Copy the records below word for word, leaving out the pictures.
--- Start Exercise materials ---
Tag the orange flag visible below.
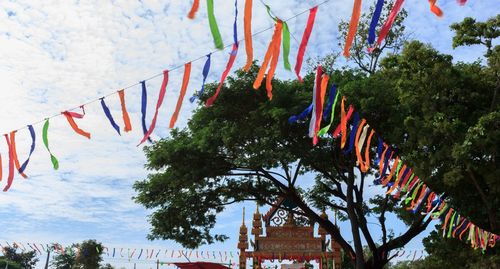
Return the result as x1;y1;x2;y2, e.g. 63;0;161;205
118;89;132;132
169;62;191;128
253;20;283;99
429;0;443;17
344;0;361;57
243;0;253;72
62;111;90;139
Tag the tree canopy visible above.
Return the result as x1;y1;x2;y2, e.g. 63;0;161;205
134;13;500;268
0;245;38;269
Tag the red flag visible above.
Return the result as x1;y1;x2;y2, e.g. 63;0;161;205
344;0;361;57
118;89;132;132
139;70;170;145
295;6;318;82
3;134;14;191
205;43;238;107
62;106;90;139
170;62;191;128
188;0;200;19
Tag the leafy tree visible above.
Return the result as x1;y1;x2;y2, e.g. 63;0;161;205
101;263;115;269
134;13;500;268
402;16;500;268
3;245;38;269
338;0;408;74
0;257;22;269
50;244;77;269
75;240;103;269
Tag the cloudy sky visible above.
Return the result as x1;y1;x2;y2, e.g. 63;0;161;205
0;0;498;268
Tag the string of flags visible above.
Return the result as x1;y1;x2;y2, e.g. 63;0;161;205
0;242;425;268
0;242;240;262
0;0;466;191
0;0;480;253
289;72;500;252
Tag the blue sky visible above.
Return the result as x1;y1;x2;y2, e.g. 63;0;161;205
0;0;498;268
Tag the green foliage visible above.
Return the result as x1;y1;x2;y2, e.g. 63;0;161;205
101;263;115;269
334;0;408;74
74;240;103;269
50;244;78;269
3;246;38;269
134;11;500;268
0;257;22;269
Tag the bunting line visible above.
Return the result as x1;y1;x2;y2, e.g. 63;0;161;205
207;0;224;50
243;0;253;72
169;62;191;128
188;0;200;19
138;70;170;143
294;6;318;83
118;89;132;132
343;0;362;58
101;98;121;135
18;125;36;173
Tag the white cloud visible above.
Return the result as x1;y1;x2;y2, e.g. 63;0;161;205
0;0;497;266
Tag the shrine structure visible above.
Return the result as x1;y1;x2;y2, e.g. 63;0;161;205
238;198;341;269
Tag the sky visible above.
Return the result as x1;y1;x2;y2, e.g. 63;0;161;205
0;0;498;268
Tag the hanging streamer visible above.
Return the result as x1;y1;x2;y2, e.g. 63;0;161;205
295;6;318;83
42;119;59;170
283;21;292;71
101;97;121;135
233;0;238;44
368;0;384;46
141;80;152;142
253;20;283;99
3;134;14;192
323;84;337;121
19;125;36;173
343;0;362;57
429;0;443;17
243;0;253;72
333;105;354;137
207;0;224;50
169;62;191;128
368;0;404;53
309;65;329;145
10;131;28;178
62;107;90;139
139;70;170;145
118;89;132;132
288;104;313;124
189;53;212;103
318;84;340;136
188;0;200;19
344;112;359;154
205;44;238;107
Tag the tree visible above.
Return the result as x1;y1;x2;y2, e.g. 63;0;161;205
134;16;500;268
101;263;115;269
50;244;77;269
338;0;408;74
402;16;500;268
75;240;103;269
3;245;38;269
0;257;22;269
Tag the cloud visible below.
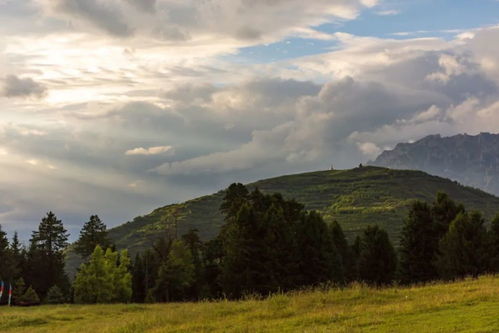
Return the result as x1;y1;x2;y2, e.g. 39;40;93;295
3;75;47;98
125;146;175;156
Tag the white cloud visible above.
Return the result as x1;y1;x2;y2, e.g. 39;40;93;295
125;146;175;156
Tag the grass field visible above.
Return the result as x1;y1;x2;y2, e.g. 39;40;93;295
0;276;499;333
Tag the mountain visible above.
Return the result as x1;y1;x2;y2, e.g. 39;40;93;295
370;133;499;195
105;166;499;254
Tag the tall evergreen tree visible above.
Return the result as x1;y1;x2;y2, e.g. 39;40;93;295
329;221;355;282
489;215;499;273
399;201;438;284
358;226;397;286
27;212;69;298
436;212;487;280
0;225;17;282
153;240;195;302
297;212;344;285
432;192;465;240
73;246;132;304
75;215;111;258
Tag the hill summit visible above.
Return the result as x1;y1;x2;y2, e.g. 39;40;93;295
370;133;499;195
109;166;499;254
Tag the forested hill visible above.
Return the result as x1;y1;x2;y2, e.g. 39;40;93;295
109;167;499;254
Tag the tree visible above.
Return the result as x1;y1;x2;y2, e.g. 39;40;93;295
45;286;66;304
436;212;487;280
10;231;25;279
75;215;111;258
399;201;438;284
27;212;69;298
297;211;344;286
0;225;18;281
73;245;132;304
489;215;499;273
431;192;465;239
358;226;397;286
220;183;249;219
153;240;195;302
329;221;355;282
17;286;40;306
12;277;26;304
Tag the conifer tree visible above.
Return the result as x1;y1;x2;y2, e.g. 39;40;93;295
73;245;132;304
358;226;397;286
153;240;195;302
489;215;499;273
399;201;438;284
12;277;26;304
297;211;344;286
27;212;69;298
329;221;355;282
436;212;487;280
0;225;16;281
75;215;111;258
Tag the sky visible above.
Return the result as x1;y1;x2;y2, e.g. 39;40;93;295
0;0;499;239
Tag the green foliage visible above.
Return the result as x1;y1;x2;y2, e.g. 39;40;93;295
16;286;40;305
357;226;397;286
153;240;195;302
73;246;132;303
399;199;440;284
0;276;499;333
74;215;111;258
436;212;488;279
109;167;499;255
45;286;66;304
12;277;26;304
489;215;499;273
25;212;69;298
0;225;18;281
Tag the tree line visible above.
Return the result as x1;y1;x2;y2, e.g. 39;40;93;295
0;184;499;305
132;184;499;302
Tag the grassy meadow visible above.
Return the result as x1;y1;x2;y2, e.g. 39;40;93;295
0;276;499;333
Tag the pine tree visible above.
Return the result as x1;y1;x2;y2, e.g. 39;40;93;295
221;202;264;298
436;212;487;280
10;231;25;280
75;215;111;258
182;229;205;300
489;215;499;273
358;226;397;286
0;225;17;281
73;246;116;304
27;212;69;298
153;240;195;302
297;211;344;286
329;221;355;282
220;183;249;219
399;201;438;284
432;192;465;241
12;277;26;305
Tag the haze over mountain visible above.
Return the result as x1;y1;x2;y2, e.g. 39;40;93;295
0;0;499;240
370;133;499;195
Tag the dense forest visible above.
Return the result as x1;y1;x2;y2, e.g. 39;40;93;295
0;184;499;305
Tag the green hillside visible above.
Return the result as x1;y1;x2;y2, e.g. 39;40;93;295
110;167;499;254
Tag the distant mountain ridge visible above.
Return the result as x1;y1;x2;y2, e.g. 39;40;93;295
369;133;499;195
105;166;499;254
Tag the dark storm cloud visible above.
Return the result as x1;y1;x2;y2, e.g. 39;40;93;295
2;75;47;98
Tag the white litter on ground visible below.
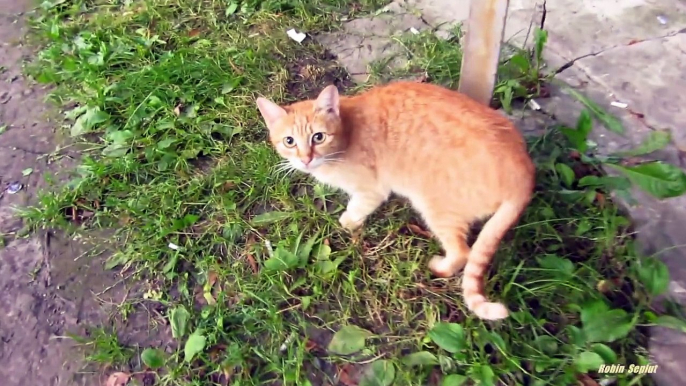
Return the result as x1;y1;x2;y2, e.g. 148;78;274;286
286;28;307;43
--- End Exercise materials ---
• **Worked answer**
Tag the orange flag visible below.
Return the result as x1;y1;x2;y2, e.g. 63;0;161;205
118;89;132;132
169;62;191;128
253;20;283;99
429;0;443;17
344;0;361;57
243;0;253;72
62;111;90;139
Tag the tree canopy visible above.
Return the result as x1;y1;x2;y2, e.g. 63;0;161;205
134;13;500;268
0;245;38;269
Tag the red flag visible above.
Return the result as x1;y1;x2;y2, e.g. 63;0;161;205
344;0;361;57
118;89;132;132
139;70;170;145
295;6;318;82
3;134;14;191
205;43;238;107
62;106;90;139
170;62;191;128
188;0;200;19
Tag the leafy tree visible above.
Return the result as x1;y1;x2;y2, e.g. 63;0;161;205
101;263;115;269
134;13;500;268
402;16;500;268
3;245;38;269
338;0;408;74
0;257;22;269
50;244;77;269
75;240;103;269
Tag the cloudy sky visible above.
Return the result as x1;y1;x2;y2, e.g. 63;0;161;205
0;0;498;268
Tag the string of flags visible above.
Return the result as x1;y1;x2;y2, e.g. 63;0;161;205
0;242;425;268
0;242;240;262
0;0;466;191
0;0;480;253
289;72;500;252
Tag the blue sky visible above.
Return the result as x1;y1;x2;y2, e.g. 63;0;161;205
0;0;498;268
Tag the green foliage visible above.
Return the result as x1;y1;x2;y2, e.g. 63;0;161;205
101;263;115;269
334;0;408;74
74;240;103;269
50;244;78;269
3;246;38;269
134;11;500;268
0;257;22;269
Tag the bunting line visible above.
Return the result as x1;y1;x2;y2, e.g. 63;0;161;205
207;0;224;50
243;0;253;72
169;62;191;128
188;0;200;19
138;70;170;143
294;6;318;83
118;89;132;132
343;0;362;58
101;98;121;135
18;125;36;173
Tag the white cloud visible above.
Return the result as x1;y1;x2;y2, e.g. 63;0;161;205
0;0;497;266
Tag the shrine structure visible above.
Return the result as x1;y1;x2;y2, e.g. 63;0;161;205
238;198;341;269
Tag the sky visible above.
Return the result as x1;y1;x2;y2, e.g. 63;0;161;205
0;0;498;268
Tag the hanging streamer visible above.
Return the result as x1;y1;x2;y2, e.g. 63;0;161;205
295;6;318;83
42;119;59;170
283;21;292;71
101;97;121;135
233;0;238;44
368;0;384;46
141;80;152;142
253;20;283;99
3;134;14;192
323;84;337;121
19;125;36;173
343;0;362;57
429;0;443;17
243;0;253;72
333;105;354;137
207;0;224;50
169;62;191;128
368;0;404;53
309;65;329;145
10;131;28;178
62;107;90;139
139;70;170;145
118;89;132;132
288;104;313;124
189;53;212;103
318;84;340;136
188;0;200;19
344;112;359;154
205;44;238;107
Tag the tree visible above.
Return the result as x1;y1;x2;y2, e.g. 63;0;161;205
134;16;500;268
101;263;115;269
50;244;77;269
338;0;408;74
402;16;500;268
75;240;103;269
3;245;38;269
0;257;22;269
Tag the cloud visible below.
Return the result as x1;y1;x2;y2, e.g. 39;40;93;295
3;75;47;98
125;146;175;156
Tag the white cloud visible above.
Return the result as x1;y1;x2;y2, e.g. 39;40;93;295
125;146;175;156
Tag the grass field visible above.
Return the result as x1;y1;x2;y2, e.g. 39;40;93;295
0;276;499;333
Tag the mountain visible above.
Return the result as x1;y1;x2;y2, e.g. 39;40;93;295
370;133;499;195
105;166;499;254
Tag the tall evergreen tree visible above.
Return the result as x1;y1;x2;y2, e.g. 39;40;93;295
329;221;355;282
489;215;499;273
399;201;438;284
358;226;397;286
27;212;69;298
436;212;487;280
0;225;17;282
153;240;195;302
297;212;344;285
432;192;465;240
73;246;132;304
75;215;111;258
Tag the hill summit visible above.
Return the result as x1;y1;x2;y2, e.g. 39;40;93;295
370;133;499;195
109;166;499;254
Tag the forested hill visible above.
Return the result as x1;y1;x2;y2, e.g. 39;40;93;295
109;167;499;254
Tag the tree visible above.
Return the result as x1;y1;x2;y2, e.g. 39;40;93;295
45;286;66;304
436;212;487;280
10;231;25;279
75;215;111;258
399;201;438;284
27;212;69;298
297;211;344;286
0;225;18;281
73;245;132;304
489;215;499;273
431;192;465;239
358;226;397;286
220;183;249;219
153;240;195;302
329;221;355;282
17;286;40;306
12;277;26;304
Tag the conifer tree visible above.
Return the result as x1;y1;x2;y2, e.g. 39;40;93;295
73;245;132;304
358;226;397;286
153;240;195;302
489;215;499;273
399;201;438;284
12;277;26;304
297;211;344;286
27;212;69;298
329;221;355;282
436;212;487;280
0;225;16;281
75;215;111;258
Tag the sky visible above.
Return the result as x1;y1;x2;y2, e.g. 39;40;93;295
0;0;499;239
Tag the green foliage visible above.
Return the result as x1;y1;x2;y2, e.g. 39;40;93;295
16;286;40;305
357;226;397;286
153;240;195;302
73;246;132;303
399;199;440;284
0;276;499;333
74;215;111;258
436;212;488;279
109;167;499;255
45;286;66;304
12;277;26;304
489;215;499;273
25;212;69;298
0;225;18;281
Tag the tree line visible above.
Return the result as x1;y1;x2;y2, e.g. 39;40;93;295
0;184;499;305
132;184;499;302
Tag the grassy meadow visible above.
Return the result as x1;y1;x2;y2, e.g. 39;40;93;295
0;276;499;333
Tag the pine tree visible above.
Return the result as x1;y1;x2;y2, e.g. 39;40;93;295
221;202;264;298
436;212;487;280
10;231;25;280
75;215;111;258
182;229;205;300
489;215;499;273
358;226;397;286
0;225;17;281
73;246;116;304
27;212;69;298
153;240;195;302
297;211;344;286
329;221;355;282
220;183;249;219
399;201;438;284
432;192;465;241
12;277;26;305
Tag the haze over mountain visible above.
Return the result as x1;y1;x2;y2, e.g. 39;40;93;295
0;0;499;240
370;133;499;195
Tag the dense forest visible above.
Return the result as x1;y1;x2;y2, e.g. 39;40;93;295
0;184;499;305
Tag the green hillside visible above.
Return the result as x1;y1;x2;y2, e.g. 39;40;93;295
110;167;499;254
Tag the distant mountain ridge visible above.
Return the result as x1;y1;x2;y2, e.g. 39;40;93;295
369;133;499;195
105;166;499;254
Tag the dark storm cloud visible above.
Return the result as x1;y1;x2;y2, e.g. 39;40;93;295
2;75;47;98
Tag the white litter on ground visible below.
Return the result as x1;y1;x2;y2, e.g. 148;78;274;286
286;28;307;43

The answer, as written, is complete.